(Beginning of Information given)

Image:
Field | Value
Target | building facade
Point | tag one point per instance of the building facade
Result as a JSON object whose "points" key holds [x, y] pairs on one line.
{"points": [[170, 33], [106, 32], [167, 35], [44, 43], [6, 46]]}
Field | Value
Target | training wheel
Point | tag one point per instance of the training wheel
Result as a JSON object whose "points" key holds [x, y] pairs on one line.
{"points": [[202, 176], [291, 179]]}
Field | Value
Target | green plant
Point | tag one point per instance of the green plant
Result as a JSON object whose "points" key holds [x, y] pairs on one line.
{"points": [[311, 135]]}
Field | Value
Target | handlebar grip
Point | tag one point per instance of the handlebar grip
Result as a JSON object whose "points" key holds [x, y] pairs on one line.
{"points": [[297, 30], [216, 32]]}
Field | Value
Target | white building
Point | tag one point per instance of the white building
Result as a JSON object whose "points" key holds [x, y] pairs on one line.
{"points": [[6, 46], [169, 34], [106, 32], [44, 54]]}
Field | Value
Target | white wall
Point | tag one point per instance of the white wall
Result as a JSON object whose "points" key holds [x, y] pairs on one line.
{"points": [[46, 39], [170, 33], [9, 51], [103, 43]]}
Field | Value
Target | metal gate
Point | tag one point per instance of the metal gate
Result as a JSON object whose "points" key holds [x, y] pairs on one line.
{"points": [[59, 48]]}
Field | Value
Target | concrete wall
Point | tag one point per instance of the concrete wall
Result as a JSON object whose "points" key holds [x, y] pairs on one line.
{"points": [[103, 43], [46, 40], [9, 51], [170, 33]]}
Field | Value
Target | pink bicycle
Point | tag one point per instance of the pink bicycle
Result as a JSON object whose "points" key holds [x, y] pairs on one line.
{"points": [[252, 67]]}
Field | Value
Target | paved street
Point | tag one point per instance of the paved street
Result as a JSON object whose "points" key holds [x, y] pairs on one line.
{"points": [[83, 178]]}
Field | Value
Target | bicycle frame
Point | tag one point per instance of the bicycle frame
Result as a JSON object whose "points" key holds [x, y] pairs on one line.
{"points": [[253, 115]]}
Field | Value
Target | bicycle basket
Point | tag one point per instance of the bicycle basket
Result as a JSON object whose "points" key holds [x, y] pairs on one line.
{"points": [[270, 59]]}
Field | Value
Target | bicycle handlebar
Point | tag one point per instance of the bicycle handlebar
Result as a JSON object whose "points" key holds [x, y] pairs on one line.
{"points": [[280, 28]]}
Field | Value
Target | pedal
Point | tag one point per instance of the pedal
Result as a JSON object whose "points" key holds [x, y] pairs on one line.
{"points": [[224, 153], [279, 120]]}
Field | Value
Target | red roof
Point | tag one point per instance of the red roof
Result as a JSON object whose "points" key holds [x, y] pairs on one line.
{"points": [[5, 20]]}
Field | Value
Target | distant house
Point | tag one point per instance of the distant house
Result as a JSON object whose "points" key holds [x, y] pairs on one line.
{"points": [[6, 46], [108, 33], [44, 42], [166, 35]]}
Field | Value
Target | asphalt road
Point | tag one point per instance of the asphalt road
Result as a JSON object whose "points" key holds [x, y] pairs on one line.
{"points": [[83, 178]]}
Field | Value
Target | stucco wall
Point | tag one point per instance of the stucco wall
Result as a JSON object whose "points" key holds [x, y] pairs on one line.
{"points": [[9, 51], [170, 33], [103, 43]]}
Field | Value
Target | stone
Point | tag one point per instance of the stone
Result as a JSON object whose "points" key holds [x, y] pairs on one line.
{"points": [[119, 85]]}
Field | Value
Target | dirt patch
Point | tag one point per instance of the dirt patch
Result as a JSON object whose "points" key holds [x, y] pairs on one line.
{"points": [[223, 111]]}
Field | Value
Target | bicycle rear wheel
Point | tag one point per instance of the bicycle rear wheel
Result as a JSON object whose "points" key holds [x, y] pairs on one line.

(End of Information given)
(Beginning of Information given)

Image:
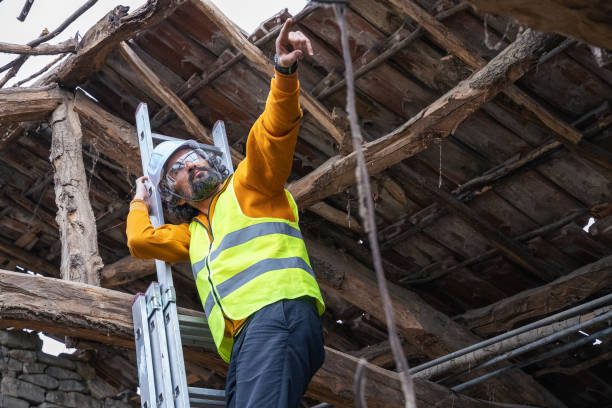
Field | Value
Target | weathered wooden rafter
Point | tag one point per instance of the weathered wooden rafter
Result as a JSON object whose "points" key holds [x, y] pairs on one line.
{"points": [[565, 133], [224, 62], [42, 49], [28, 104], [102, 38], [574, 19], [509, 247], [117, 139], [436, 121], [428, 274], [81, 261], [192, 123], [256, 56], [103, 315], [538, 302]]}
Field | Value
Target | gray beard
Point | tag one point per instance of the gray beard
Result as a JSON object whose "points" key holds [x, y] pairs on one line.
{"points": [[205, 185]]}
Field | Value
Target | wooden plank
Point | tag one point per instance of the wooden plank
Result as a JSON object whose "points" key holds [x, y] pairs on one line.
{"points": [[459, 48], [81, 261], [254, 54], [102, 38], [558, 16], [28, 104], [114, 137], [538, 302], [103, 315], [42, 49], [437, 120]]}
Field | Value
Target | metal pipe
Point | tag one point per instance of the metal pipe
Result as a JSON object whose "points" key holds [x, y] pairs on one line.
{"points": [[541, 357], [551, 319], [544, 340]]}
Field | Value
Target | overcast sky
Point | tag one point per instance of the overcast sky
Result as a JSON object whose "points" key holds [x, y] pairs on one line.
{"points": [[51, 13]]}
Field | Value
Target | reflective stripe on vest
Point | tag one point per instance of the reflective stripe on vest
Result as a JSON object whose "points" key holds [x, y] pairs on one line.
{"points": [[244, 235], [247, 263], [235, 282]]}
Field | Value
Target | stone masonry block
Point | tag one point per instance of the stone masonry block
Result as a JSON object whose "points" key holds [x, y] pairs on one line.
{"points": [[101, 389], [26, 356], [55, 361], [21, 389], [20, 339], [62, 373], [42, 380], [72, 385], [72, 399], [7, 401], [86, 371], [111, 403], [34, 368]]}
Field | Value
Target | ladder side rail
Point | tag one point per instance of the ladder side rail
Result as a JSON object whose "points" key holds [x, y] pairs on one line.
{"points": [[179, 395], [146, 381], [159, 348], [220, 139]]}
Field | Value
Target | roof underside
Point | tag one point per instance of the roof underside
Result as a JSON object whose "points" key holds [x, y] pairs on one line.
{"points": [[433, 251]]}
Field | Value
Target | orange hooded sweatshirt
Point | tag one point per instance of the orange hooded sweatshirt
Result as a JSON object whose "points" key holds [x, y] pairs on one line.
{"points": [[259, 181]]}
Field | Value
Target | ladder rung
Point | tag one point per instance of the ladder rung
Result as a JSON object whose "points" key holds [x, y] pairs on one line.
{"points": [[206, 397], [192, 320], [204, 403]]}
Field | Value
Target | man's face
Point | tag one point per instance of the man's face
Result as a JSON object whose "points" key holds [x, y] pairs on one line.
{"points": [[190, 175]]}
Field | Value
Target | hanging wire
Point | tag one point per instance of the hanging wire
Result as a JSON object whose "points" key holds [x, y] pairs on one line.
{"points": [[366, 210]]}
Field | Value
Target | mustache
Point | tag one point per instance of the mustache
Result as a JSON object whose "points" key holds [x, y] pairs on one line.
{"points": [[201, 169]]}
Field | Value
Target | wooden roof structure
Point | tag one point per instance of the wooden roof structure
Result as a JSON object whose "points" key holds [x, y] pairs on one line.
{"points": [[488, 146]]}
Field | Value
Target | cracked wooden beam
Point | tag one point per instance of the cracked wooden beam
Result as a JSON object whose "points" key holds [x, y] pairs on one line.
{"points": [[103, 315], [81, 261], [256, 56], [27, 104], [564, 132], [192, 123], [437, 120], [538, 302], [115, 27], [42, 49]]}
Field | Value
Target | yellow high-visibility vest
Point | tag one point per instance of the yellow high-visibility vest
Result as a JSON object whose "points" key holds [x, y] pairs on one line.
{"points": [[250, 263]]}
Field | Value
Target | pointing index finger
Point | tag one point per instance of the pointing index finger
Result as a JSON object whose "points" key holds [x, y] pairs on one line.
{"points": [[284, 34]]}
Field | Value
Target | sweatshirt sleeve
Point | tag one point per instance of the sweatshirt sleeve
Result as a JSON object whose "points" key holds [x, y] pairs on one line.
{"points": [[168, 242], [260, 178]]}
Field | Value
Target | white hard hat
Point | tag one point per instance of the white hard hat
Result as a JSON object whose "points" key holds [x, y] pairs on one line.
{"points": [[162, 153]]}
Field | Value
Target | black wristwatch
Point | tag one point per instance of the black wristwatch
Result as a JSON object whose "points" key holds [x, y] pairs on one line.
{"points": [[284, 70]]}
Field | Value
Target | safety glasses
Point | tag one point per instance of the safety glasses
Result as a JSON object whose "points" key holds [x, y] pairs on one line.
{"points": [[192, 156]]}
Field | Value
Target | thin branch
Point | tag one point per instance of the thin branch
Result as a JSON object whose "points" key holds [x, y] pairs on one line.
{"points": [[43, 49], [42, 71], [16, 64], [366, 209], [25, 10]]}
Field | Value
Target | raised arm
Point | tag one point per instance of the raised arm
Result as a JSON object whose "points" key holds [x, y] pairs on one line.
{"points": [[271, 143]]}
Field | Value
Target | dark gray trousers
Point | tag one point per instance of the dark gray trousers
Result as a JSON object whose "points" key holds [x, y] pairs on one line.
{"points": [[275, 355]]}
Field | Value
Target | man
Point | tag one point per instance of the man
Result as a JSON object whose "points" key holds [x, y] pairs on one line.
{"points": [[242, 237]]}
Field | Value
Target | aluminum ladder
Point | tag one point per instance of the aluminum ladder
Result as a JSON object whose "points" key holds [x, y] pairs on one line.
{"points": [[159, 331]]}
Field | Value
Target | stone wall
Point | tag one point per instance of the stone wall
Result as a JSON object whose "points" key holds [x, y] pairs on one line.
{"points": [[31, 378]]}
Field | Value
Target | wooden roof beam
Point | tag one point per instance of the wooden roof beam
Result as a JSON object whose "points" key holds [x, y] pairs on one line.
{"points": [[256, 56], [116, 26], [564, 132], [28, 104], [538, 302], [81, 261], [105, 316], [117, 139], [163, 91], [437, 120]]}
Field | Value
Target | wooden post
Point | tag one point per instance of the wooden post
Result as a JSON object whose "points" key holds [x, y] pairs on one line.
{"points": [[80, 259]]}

(End of Information given)
(Beginning of Information given)

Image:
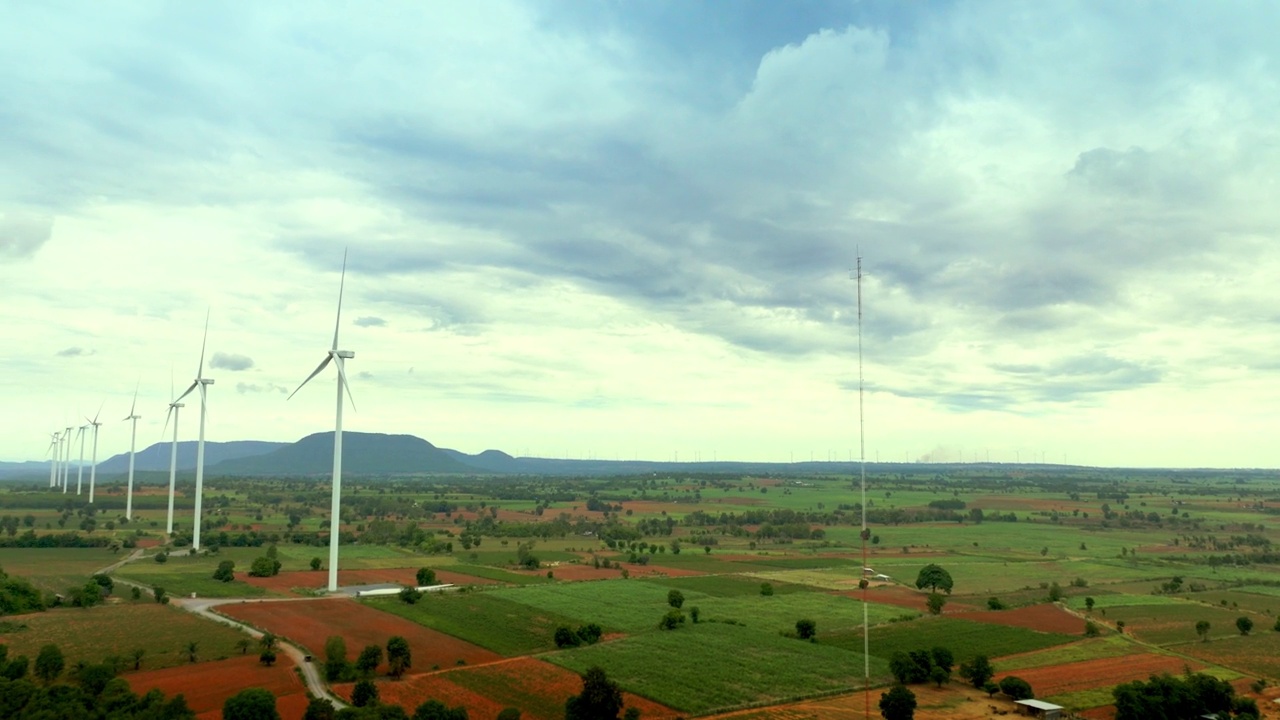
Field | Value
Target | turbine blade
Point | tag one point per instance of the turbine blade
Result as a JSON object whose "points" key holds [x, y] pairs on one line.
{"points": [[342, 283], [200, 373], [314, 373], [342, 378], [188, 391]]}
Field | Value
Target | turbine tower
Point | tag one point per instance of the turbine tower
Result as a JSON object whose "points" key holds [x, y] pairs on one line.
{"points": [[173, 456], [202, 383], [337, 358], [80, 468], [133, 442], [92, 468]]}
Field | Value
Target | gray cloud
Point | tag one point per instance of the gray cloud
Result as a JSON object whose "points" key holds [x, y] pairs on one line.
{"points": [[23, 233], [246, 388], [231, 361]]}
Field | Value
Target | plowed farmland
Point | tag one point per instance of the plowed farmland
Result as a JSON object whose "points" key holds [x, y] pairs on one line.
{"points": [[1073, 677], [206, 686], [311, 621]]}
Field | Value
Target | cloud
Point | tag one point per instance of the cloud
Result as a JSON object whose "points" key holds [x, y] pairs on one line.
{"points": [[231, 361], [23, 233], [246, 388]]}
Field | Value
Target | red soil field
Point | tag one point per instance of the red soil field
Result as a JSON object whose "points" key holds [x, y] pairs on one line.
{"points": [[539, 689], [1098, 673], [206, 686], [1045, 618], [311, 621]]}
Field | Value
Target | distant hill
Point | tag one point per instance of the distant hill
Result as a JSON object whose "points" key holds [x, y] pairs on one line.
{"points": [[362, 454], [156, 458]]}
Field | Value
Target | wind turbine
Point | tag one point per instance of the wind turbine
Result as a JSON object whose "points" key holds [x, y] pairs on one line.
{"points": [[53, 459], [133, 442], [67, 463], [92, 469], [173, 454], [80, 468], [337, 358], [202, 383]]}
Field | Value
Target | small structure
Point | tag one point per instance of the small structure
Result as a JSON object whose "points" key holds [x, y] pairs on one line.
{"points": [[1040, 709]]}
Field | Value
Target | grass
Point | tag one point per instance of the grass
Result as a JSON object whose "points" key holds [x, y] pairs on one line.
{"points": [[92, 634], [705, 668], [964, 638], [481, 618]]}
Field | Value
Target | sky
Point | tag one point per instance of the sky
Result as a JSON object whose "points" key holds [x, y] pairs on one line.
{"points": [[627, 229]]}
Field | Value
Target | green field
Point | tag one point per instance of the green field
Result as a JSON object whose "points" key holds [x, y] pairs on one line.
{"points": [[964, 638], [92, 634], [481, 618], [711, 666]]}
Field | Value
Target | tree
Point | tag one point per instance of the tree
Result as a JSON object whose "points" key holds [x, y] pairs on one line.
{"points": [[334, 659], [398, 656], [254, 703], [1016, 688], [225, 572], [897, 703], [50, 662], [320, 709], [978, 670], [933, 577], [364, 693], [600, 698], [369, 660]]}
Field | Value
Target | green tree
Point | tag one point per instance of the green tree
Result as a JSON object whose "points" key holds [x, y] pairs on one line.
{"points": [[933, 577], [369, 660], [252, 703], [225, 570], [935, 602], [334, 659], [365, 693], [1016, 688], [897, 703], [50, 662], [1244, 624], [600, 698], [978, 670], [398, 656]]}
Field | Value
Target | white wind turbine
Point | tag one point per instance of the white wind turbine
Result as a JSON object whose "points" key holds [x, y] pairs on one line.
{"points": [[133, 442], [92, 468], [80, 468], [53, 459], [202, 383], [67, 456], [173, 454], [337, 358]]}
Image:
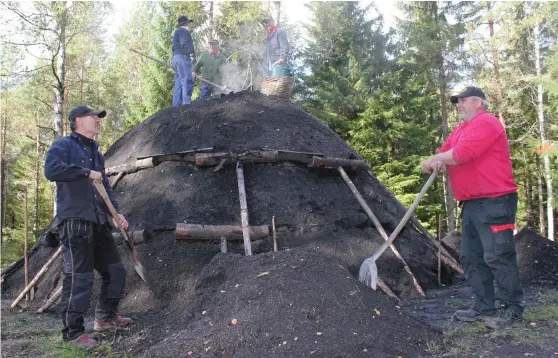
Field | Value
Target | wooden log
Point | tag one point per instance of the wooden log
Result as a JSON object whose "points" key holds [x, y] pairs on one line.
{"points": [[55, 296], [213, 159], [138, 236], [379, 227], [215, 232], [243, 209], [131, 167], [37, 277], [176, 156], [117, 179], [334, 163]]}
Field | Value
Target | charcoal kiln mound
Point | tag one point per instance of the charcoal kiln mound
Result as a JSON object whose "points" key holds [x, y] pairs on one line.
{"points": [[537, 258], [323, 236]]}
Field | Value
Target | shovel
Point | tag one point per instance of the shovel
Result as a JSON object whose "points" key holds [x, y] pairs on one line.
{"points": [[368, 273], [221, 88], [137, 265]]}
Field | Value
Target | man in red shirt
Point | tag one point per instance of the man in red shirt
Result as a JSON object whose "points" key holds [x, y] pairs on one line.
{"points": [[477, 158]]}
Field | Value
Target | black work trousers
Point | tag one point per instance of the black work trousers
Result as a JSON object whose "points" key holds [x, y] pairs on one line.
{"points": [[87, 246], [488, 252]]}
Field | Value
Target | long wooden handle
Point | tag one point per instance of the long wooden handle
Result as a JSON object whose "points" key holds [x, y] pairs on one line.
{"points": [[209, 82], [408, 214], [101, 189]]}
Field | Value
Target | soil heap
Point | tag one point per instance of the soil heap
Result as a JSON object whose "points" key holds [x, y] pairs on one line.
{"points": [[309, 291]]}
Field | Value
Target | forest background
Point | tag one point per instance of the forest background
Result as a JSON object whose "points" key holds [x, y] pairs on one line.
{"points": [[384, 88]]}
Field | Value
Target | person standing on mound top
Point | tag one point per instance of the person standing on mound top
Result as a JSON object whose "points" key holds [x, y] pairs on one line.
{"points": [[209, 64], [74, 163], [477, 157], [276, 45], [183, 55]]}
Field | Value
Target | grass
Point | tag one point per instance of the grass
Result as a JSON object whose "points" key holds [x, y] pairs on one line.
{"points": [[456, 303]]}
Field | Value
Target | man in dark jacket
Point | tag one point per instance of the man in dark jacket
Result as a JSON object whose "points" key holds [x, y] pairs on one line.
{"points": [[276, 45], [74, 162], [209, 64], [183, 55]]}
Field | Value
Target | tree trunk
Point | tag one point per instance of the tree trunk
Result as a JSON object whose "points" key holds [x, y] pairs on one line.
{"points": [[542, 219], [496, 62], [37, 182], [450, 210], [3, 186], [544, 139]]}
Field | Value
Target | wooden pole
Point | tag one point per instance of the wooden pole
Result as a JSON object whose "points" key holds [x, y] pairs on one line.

(End of Information given)

● **Action item**
Take the stretch of lines above from the one containing "Point | tag one point per instance of the cracked" through the one containing "Point | tag one point per instance of the raised" and repeat it exactly, adding no other line.

● **Output of the task**
Point | tag one point per instance of the cracked wooden beam
Result as a JSON object whose "points" key holds [x, y] pairs on one line.
{"points": [[103, 315], [81, 261], [256, 56], [27, 104], [564, 132], [192, 123], [437, 120], [538, 302], [115, 27], [42, 49]]}
Field | Value
Target | yellow high-visibility vest
Point | tag one point per instance of the yellow high-visibility vest
Result as a JSON object whose "points" key holds [x, y] pairs on one line.
{"points": [[250, 263]]}
Field | Value
Target | pointing index finger
Point | tag one point per instance of the pointing index finger
Result as a JSON object whose "points" key holds [x, y] pairs on one line.
{"points": [[284, 34]]}
Field | Value
Target | sweatshirt sleeve
Point | tag one point per instance of the sweatshirt sleeve
Result as a JSON object whose "points" key holds [x, y] pairs on one line.
{"points": [[168, 242], [260, 178]]}
Field | Value
Target | white hard hat
Point | tag one point per instance of the white hard hat
Result as a JSON object whose "points" key holds [x, y] pairs on one line.
{"points": [[162, 153]]}
Field | Value
Target | black wristwatch
Point | tag one point per instance of the black wristwatch
Result as a JSON object whose "points" key holds [x, y] pairs on one line.
{"points": [[284, 70]]}
Field | Value
Target | safety glasses
Point | tag one point per instance of the safety glasses
Result as a JSON object whose "points" key holds [x, y] pairs on one line.
{"points": [[192, 156]]}
Field | Value
Target | thin branch
Point | tag one point per instance of the thin branch
Result as a JSON object whose "points" key holds [x, y] pairs on one line.
{"points": [[43, 49], [42, 71], [16, 64], [366, 209], [25, 10]]}
Field | Value
Target | raised arm
Point | tag one point per instance of the raised arm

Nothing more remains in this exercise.